▶ _Problem_
Repeat the records below word for word, but start at the line that contains "Check that each instance of the doorway", stop after the last line, and include nothing else.

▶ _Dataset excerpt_
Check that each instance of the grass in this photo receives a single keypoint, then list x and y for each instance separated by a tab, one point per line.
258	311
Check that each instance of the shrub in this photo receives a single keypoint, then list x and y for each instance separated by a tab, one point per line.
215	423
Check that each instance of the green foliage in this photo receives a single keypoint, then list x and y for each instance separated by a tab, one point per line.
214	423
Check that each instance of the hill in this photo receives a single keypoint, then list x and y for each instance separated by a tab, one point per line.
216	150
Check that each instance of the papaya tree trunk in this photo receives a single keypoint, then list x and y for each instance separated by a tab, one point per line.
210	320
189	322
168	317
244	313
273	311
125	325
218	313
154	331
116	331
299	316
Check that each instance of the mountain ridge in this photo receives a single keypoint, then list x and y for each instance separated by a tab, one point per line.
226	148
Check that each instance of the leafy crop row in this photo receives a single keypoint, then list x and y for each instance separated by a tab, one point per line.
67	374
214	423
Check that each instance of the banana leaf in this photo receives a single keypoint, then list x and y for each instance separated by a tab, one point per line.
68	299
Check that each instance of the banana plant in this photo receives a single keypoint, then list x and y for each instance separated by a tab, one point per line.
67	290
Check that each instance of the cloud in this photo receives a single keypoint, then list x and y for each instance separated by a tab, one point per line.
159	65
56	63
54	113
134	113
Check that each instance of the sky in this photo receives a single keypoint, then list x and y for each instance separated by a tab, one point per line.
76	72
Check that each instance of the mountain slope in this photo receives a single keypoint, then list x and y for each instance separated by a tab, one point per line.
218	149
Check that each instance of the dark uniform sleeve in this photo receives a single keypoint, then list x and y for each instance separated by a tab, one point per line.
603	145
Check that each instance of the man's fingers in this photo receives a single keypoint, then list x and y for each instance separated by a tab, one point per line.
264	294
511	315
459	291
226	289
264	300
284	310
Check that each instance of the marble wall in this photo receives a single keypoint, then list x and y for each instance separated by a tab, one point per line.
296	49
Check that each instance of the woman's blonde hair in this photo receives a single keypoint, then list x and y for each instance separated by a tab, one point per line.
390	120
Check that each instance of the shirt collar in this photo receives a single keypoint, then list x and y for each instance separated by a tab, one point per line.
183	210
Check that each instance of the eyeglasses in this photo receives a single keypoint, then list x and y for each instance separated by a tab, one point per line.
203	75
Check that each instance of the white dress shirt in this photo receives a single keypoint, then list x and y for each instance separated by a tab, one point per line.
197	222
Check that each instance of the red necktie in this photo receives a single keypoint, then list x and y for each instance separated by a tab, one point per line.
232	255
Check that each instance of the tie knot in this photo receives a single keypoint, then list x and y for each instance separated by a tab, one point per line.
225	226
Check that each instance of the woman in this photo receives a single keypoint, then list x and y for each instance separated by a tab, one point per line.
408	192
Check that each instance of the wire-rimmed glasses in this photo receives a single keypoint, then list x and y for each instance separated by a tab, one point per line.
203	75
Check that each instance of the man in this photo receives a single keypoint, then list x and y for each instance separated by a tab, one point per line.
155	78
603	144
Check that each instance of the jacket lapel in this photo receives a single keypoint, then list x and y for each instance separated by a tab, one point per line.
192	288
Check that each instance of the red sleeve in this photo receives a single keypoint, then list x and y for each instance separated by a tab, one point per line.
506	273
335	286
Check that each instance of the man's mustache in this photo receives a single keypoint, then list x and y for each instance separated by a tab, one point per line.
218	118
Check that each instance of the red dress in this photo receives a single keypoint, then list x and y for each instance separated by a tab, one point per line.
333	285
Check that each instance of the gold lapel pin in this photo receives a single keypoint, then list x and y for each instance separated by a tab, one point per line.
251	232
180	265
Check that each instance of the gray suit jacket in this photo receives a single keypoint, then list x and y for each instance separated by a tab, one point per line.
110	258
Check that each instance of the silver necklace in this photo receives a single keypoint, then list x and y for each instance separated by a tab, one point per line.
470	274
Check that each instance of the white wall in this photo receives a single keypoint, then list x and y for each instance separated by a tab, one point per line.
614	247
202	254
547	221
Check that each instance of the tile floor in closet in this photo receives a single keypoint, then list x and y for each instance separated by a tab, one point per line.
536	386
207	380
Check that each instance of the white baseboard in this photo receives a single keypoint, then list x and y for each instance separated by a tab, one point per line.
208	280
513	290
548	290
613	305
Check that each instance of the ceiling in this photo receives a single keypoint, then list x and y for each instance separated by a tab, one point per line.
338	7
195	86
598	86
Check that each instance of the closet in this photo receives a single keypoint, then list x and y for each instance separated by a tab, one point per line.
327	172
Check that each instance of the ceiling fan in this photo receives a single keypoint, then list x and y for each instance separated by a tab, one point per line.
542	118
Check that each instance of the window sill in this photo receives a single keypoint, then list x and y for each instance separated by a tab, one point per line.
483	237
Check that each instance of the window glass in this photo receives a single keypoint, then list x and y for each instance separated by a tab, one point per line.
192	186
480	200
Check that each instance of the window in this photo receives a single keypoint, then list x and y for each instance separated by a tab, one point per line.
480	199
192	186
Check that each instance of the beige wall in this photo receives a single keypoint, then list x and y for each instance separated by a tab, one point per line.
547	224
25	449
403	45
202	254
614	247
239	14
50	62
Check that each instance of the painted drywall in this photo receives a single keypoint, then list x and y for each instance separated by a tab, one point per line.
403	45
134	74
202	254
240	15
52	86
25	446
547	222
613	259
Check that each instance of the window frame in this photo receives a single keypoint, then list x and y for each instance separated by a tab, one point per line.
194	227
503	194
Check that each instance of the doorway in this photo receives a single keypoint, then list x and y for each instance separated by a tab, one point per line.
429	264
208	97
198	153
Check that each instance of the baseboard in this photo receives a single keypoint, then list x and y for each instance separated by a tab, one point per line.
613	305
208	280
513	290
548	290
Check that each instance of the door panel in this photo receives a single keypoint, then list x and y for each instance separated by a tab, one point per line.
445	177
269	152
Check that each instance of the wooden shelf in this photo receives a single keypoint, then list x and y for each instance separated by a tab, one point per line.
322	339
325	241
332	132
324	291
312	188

▶ _The reply_
Check that each instance of the doorway in this photo receives a single keypoint, then list x and y for each instance separated by a tab, one point per line.
429	264
208	97
198	153
Check that each instance of the baseboard in this photo receives a single keypoint, then list x and y for each instance separated by a tab, one point per line.
613	305
208	280
513	290
548	290
Check that each instance of the door panel in this photo receives a single keypoint, then list x and y for each instance separated by a tab, one point per line.
445	177
269	152
Check that each instance of the wooden shelf in this photo receives a single keypoint, then list x and y for each instance separated by a tab, one point per line.
322	339
325	241
332	132
324	291
312	188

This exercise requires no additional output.